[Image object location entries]
═══

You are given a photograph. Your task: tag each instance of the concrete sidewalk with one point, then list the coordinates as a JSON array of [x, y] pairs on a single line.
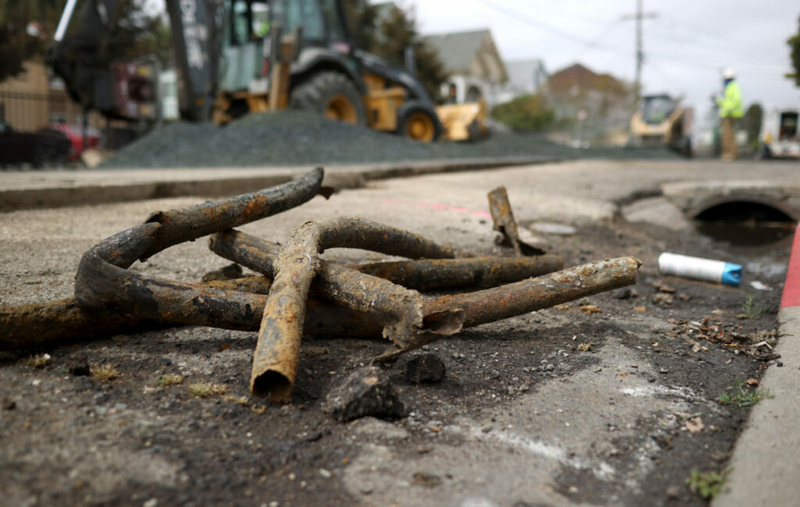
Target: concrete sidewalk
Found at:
[[766, 460], [54, 189]]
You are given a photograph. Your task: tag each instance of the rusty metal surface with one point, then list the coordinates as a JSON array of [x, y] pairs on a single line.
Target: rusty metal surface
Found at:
[[503, 217], [110, 297], [61, 322], [423, 275], [527, 296], [543, 292], [187, 224], [278, 347], [426, 275]]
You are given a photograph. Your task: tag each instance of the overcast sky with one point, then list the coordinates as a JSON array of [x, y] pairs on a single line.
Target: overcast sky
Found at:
[[685, 46]]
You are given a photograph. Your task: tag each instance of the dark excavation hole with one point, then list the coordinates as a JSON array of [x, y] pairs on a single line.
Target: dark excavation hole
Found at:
[[745, 223]]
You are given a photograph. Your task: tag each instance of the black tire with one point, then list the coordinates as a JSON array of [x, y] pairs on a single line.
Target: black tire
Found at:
[[411, 109], [316, 93]]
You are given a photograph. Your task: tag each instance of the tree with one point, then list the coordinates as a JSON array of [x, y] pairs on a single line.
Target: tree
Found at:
[[25, 27], [794, 44], [751, 123], [528, 112], [389, 34]]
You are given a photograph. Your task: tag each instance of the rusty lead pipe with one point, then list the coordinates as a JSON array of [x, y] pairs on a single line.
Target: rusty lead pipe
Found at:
[[543, 292], [278, 347], [423, 275], [103, 281], [188, 224], [530, 295]]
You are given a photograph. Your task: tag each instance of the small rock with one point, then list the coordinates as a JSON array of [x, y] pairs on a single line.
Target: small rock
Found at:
[[79, 366], [425, 369], [365, 392], [662, 287], [674, 492], [624, 293], [662, 298], [229, 272]]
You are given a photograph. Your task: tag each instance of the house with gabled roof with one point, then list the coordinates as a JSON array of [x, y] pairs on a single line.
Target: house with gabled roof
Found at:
[[476, 69]]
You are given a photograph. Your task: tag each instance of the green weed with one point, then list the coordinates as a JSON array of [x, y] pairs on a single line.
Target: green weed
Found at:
[[707, 484], [743, 396]]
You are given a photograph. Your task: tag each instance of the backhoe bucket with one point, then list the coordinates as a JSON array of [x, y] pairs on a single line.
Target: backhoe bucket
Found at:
[[463, 122]]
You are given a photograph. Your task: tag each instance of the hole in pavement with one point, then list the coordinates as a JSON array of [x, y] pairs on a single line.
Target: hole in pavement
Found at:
[[745, 223]]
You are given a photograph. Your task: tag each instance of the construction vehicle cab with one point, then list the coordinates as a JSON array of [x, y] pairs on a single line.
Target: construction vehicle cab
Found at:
[[660, 121], [240, 56], [327, 74]]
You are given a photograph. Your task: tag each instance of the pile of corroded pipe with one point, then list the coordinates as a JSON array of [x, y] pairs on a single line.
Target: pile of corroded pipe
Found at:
[[297, 292]]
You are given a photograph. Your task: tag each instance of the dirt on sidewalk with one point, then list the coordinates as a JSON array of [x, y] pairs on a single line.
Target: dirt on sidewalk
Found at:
[[612, 400]]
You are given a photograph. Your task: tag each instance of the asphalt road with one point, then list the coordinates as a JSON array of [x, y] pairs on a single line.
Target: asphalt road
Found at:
[[603, 427]]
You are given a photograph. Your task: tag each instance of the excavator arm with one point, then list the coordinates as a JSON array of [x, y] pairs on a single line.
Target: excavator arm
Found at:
[[128, 90]]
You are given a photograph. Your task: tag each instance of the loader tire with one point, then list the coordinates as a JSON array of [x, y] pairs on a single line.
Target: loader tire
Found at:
[[331, 94], [416, 122]]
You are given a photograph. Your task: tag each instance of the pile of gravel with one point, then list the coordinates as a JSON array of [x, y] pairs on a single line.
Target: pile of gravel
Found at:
[[289, 138]]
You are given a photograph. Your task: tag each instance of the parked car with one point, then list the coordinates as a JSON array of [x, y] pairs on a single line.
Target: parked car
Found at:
[[35, 148], [75, 135]]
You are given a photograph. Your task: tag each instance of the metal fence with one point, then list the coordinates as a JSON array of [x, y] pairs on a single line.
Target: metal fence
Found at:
[[29, 111]]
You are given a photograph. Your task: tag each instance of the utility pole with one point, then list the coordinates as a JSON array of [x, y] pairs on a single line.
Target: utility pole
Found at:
[[638, 17]]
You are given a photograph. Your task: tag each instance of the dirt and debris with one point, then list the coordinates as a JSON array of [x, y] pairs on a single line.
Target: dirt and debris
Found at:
[[425, 369], [365, 392], [519, 394]]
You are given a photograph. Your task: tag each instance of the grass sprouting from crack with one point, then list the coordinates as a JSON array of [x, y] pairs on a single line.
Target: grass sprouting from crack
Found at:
[[239, 400], [39, 360], [744, 396], [206, 389], [103, 372], [169, 379], [707, 484]]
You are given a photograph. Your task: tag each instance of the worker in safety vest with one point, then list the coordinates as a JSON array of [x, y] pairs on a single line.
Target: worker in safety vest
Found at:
[[730, 110]]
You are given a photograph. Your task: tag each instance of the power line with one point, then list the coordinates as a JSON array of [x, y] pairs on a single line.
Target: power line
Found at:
[[639, 17], [524, 18]]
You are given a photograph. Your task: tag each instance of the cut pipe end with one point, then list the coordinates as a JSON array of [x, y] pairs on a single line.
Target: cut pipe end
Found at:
[[272, 384]]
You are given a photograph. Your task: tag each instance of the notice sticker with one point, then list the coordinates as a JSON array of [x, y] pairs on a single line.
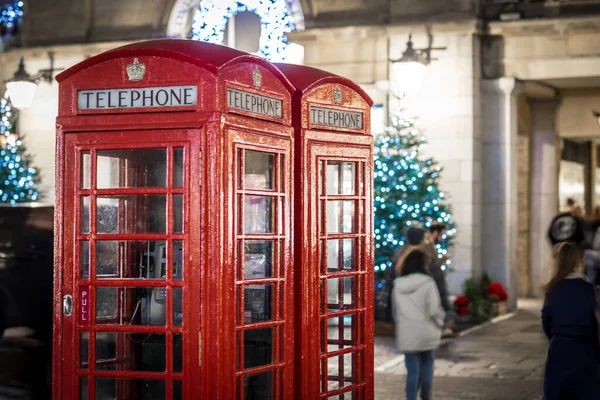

═══

Reproduce every one of the entries above word for word, but leave out the pictures.

The result:
You are given a photograph. Your task: tag each instance of the concrete sidewalk with one point, then list the coordinates as a JSON array of [x, y] pairs on a single line.
Target: concrete sidewalk
Found at:
[[766, 460], [54, 189]]
You are given a photograph. Your task: tag each instance of the rusty metal surface with one point, then list the coordinates as a JSON array of [x, y] pairs on a single line.
Target: rusty metal surface
Found at:
[[503, 217], [110, 297], [61, 322], [423, 275], [527, 296], [543, 292], [187, 224], [278, 347], [426, 275]]
You are given a photograph. Your task: tag each instance of the overcast sky with one point, then list the coordinates as a JSON array of [x, y] pairs on a single line.
Target: overcast sky
Found at:
[[685, 46]]
You are given a photograph. Your task: tag each instance of the dark excavation hole with one point, then list the coordinates as a JSON array of [x, y] pairs on a single line.
Target: dark excavation hole
Found at:
[[745, 223]]
You are given a photograph. Your task: tag each instance of the black tire with one point, then list the coordinates as a JSON array of [x, y] pairs on a single line.
Target: black tire
Found at:
[[411, 109], [316, 93]]
You are given a photograph. Your task: tag each instance of the tree with one point, then list the coordinates as a JSON array of [x, y] pairs on a single line.
Target: tree
Found at:
[[25, 27], [794, 44], [751, 123], [528, 112], [389, 34]]
You are given a photograph. Your task: tag each instance of the rusty lead pipe with one point, then list the coordinates as a JSON array of [x, y] pairs on a single line.
Target: rusty lead pipe
Found at:
[[543, 292], [278, 347], [423, 275], [103, 281], [188, 224], [530, 295]]
You are given a photograph. Your task: tag each instance of the small rock with one point, then list the coordinates as a JSON array of [x, y] pairs on a single line.
Target: small rock
Found at:
[[79, 366], [425, 369], [365, 392], [662, 287], [674, 492], [624, 293], [662, 298], [229, 272]]
You are given a photograph. Your task: tag each instance of the house with gabled roof with one point, then list the coordinates as a JSON array of [x, y] pairs on a single line.
Target: house with gabled roof
Found at:
[[476, 69]]
You are given a photograph. Your task: tag each instance of the green weed with one point, then list the coordinates as a JSON array of [x, y] pairs on a single line.
Target: green weed
Found at:
[[707, 484], [743, 396]]
You are given a photograph. Your task: tag each instance of the backhoe bucket with one point, then list the coordinates as a JSON array of [x, y] pairs on a single line.
Target: backhoe bucket
Found at:
[[463, 122]]
You are given a photograph. Your task: tag each instance of the hole in pavement with one point, then list the coordinates as a JSON array of [x, y] pairs on a single line.
Target: hole in pavement
Found at:
[[745, 223]]
You are given a photograph. Your task: tag each instance of the construction vehicle cab with one point, then list the coordinates as a JSON array of [x, y] pairs on a single line.
Target: construction vehicle cab
Found at:
[[660, 121], [240, 56], [327, 74]]
You are given a photograph. Your task: tag each instance of the pile of corroded pipe with one point, then list the coordinates as a JSON array of [x, y] pairs on a single line.
Target: pile of corroded pipe
Found at:
[[297, 292]]
You are given a photograph. Your task: tag each instance of the dirt on sidewalk with one point, then list the coordinates as a JSON array of [x, y] pairs on a single line.
Target: dirt on sidewalk
Found at:
[[612, 400]]
You are given a photograph. Your task: tag each instance of the asphalt road with one point, then list the coordinates as a JSON array of [x, y] pairs on a single line.
Target: asphalt road
Found at:
[[603, 427]]
You are given a photograph. Your task: tag each instance of the excavator arm with one point, then list the coordinates as a JSON array of [x, y] pairs on a single line.
Target: excavator arm
Found at:
[[128, 90]]
You are given a photograph. Your task: tag each instance of the loader tire with one point, then list the coordinates as a JSON array of [x, y] pairs on a single line.
Target: loader tire
Found at:
[[331, 94], [416, 122]]
You are given a photograph. Your task: tag each instance of the pile of gravel with one point, then list the coordinates as a JSON array of [x, y] pairs on a single line.
Target: pile of gravel
Found at:
[[289, 138]]
You are given a photograph. Your task: tag each instance of the parked car with one point, then list the coordinates as a JSON array of [x, y] pairs on a single line.
Target: parked car
Found at:
[[35, 148], [75, 135]]
You are given a photograph. Your task: tag each instance of the metal fence with one point, then list the coordinates as a JSON array of [x, y] pairs on a single line.
Target: metal fence
Found at:
[[29, 111]]
You are given a photograph. Your task: tag each instance of the utility pole with one point, then list the coordinates as a JSON array of [x, y] pairs on a single line.
Target: utility pole
Found at:
[[638, 17]]
You are given a photograph. Your task: tag each instance of the dirt and debris with one point, then list the coordinates as a JSON array of [x, y] pairs on a single line.
Target: dirt and debris
Found at:
[[425, 369], [365, 392], [519, 394]]
You are given a photograph. Your task: tag each instance of the grass sprouting from crack with one point, then list the coordinates as a JSON array of [x, y] pairs on a single line.
Target: grass sprouting from crack
Found at:
[[239, 400], [39, 360], [744, 396], [206, 389], [103, 372], [169, 379], [707, 484]]
You are given a photograph. Your task: tag each instance of the worker in safety vest with one point, then list the coordinates as a JSON array of [x, y] pairs on a single line.
Target: worker in safety vest
Found at:
[[730, 110]]
You are given a photograph. Your task: tag each instance of the power line with one point, then list the coordinates as a JSON array of [x, y] pairs on a single line.
Target: power line
Found at:
[[639, 17], [524, 18]]
You are given a photograph. Your task: tag each instance of the cut pipe end with one point, then list the coordinates as a JSON array of [x, y] pairs on a single line.
Target: cut pipe end
Found at:
[[272, 384]]
You are given a photograph. Your task: tag each instance of the notice sticker with one point, then list the coordinates as a JSON array of [x, y] pairs on a single line.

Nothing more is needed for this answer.